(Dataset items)
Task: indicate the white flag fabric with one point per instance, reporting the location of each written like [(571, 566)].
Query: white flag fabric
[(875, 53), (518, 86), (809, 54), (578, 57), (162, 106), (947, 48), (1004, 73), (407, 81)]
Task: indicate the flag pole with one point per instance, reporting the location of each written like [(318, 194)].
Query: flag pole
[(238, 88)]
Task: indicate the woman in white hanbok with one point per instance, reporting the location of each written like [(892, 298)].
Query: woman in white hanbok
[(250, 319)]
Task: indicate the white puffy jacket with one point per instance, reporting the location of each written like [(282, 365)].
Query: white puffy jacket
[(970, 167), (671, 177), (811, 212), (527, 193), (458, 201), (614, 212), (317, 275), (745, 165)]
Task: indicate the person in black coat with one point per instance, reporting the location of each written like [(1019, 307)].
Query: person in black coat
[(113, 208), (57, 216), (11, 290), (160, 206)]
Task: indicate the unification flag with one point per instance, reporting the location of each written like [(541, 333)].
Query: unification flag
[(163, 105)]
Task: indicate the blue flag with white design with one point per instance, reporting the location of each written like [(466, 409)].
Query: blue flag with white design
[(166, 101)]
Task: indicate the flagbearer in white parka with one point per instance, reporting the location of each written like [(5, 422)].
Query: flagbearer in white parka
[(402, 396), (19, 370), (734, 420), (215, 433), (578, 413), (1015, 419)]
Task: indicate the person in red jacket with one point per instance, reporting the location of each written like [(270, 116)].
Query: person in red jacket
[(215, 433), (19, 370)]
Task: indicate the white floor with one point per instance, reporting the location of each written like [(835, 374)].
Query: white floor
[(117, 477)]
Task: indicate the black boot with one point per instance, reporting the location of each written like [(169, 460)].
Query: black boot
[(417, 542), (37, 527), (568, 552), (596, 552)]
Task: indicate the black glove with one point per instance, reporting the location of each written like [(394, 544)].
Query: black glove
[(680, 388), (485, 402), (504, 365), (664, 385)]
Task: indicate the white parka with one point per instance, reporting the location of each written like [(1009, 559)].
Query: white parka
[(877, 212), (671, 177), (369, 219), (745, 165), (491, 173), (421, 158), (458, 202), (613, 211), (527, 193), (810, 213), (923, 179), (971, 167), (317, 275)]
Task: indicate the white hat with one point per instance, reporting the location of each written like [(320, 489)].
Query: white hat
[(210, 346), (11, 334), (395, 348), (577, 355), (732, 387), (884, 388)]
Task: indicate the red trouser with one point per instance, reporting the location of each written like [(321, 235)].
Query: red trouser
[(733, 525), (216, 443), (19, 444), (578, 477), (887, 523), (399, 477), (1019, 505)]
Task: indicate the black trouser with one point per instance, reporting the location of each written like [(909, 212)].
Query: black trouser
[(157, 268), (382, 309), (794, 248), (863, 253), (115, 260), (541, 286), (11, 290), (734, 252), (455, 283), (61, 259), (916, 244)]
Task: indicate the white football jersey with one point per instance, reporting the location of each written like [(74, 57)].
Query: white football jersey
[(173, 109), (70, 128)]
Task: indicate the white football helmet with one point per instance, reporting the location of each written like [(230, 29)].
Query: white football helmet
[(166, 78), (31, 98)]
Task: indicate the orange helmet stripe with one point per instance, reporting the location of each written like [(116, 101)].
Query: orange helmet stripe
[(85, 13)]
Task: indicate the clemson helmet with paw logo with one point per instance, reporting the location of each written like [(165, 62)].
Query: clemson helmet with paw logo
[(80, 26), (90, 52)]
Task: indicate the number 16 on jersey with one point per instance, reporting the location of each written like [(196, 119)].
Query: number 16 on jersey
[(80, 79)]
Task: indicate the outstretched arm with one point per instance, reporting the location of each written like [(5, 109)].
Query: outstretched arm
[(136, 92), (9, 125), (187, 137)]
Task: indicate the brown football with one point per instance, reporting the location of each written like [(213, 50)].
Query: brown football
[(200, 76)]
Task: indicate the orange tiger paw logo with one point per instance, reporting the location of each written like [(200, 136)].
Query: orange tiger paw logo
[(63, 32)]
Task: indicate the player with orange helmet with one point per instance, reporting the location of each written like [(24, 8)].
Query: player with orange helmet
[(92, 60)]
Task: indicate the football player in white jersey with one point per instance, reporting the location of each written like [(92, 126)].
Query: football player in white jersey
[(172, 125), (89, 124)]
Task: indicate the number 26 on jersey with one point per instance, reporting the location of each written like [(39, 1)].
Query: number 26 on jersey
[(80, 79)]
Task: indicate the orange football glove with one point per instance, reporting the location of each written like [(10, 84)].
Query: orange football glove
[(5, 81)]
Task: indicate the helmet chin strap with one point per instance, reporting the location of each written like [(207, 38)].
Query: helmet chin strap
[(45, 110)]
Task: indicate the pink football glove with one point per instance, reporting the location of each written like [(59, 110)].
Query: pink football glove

**Directions**
If a line of the data holds the string "pink", list it.

**Written answer**
Task: indicate the pink football glove with one point per instance, reporting the location of each written like [(59, 110)].
Query: pink football glove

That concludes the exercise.